- **TASK INPUTS**
----

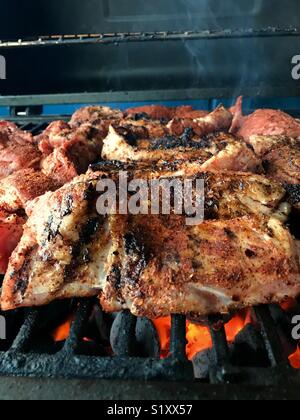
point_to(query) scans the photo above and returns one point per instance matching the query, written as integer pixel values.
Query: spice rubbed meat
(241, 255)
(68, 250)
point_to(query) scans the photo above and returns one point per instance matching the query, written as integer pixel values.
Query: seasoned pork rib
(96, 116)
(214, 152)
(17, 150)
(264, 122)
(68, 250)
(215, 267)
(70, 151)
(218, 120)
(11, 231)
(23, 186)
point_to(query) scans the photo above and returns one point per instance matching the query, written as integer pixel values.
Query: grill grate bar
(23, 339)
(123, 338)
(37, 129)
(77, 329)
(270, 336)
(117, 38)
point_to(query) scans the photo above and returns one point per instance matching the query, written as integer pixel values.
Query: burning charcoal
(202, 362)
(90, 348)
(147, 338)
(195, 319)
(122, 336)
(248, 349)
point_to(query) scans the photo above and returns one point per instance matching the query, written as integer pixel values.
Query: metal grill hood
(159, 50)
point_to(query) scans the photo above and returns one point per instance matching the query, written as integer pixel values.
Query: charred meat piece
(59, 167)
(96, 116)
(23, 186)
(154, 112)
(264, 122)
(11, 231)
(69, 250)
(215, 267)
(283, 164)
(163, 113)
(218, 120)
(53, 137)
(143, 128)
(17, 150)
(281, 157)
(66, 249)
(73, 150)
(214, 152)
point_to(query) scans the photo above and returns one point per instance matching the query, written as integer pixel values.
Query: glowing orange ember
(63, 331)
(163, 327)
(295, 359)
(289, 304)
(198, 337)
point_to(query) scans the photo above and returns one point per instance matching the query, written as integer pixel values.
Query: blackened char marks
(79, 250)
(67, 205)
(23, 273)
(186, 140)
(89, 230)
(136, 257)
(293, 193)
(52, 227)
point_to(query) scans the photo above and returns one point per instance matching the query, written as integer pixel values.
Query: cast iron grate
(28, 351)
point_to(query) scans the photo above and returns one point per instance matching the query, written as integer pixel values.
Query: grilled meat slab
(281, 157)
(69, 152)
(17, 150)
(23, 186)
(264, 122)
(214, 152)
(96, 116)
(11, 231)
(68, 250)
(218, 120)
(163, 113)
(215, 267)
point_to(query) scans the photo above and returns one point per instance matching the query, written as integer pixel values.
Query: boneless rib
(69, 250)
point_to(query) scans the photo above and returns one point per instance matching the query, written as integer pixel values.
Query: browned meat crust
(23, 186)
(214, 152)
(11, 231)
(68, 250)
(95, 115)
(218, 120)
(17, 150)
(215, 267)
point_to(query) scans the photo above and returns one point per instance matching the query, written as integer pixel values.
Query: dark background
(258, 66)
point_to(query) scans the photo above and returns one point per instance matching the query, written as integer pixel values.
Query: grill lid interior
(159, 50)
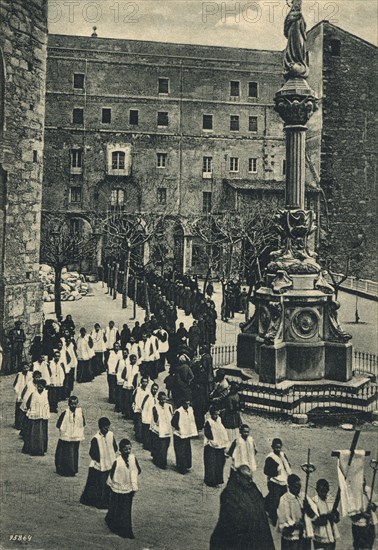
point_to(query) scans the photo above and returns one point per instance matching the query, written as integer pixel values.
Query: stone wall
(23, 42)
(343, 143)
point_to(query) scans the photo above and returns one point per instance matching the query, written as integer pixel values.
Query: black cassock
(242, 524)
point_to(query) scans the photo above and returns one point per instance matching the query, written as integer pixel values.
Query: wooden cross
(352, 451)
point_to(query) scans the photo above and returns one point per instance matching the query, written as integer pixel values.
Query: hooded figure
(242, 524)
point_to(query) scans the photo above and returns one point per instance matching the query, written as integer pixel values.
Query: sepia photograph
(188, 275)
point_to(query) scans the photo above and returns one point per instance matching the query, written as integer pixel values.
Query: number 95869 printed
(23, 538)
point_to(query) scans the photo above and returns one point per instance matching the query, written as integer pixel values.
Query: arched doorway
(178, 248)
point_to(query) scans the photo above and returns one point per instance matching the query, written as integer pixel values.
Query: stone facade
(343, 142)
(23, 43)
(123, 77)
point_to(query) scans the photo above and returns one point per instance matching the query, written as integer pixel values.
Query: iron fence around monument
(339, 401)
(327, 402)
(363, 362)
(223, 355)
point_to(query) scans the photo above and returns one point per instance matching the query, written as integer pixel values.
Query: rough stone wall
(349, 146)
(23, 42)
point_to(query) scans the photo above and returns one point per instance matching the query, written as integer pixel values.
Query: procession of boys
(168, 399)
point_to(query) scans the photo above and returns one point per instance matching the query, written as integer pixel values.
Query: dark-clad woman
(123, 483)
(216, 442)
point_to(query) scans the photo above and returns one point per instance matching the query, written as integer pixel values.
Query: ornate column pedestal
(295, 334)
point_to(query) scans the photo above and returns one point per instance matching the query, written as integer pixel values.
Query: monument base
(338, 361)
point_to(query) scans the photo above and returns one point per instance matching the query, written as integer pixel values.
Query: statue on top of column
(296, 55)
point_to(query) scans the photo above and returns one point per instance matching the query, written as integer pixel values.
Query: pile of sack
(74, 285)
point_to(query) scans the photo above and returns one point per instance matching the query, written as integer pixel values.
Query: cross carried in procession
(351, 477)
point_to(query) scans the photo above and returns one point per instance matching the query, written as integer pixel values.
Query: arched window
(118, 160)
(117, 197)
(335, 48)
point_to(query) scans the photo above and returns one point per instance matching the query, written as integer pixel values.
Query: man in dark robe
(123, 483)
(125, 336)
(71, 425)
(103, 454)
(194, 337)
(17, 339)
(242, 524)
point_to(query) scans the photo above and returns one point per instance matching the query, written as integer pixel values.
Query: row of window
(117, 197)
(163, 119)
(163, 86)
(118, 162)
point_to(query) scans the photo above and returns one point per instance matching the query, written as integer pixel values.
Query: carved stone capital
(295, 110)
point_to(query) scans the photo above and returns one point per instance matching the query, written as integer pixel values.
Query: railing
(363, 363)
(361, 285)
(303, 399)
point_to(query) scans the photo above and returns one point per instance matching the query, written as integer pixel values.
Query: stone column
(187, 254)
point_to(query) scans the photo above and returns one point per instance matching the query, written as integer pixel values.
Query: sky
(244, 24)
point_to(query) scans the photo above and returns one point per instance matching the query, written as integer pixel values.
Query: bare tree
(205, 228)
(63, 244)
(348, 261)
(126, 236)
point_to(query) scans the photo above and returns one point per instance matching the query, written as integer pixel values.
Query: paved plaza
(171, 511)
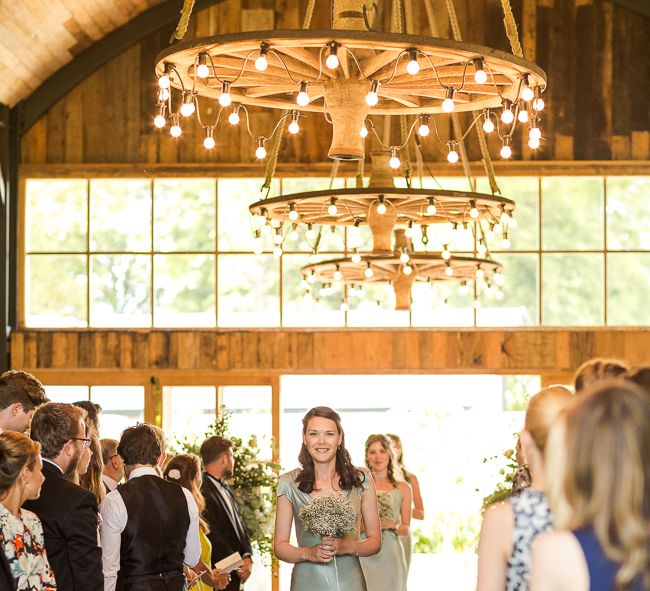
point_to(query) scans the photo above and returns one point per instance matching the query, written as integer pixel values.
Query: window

----

- **EXERCISE**
Pick out and copy every line from the material above that contains the word "monument". Case counts, so only matches with the same capitalization qualify.

- **COMPLETE ANSWER**
Query: iron fence around monument
Query: monument base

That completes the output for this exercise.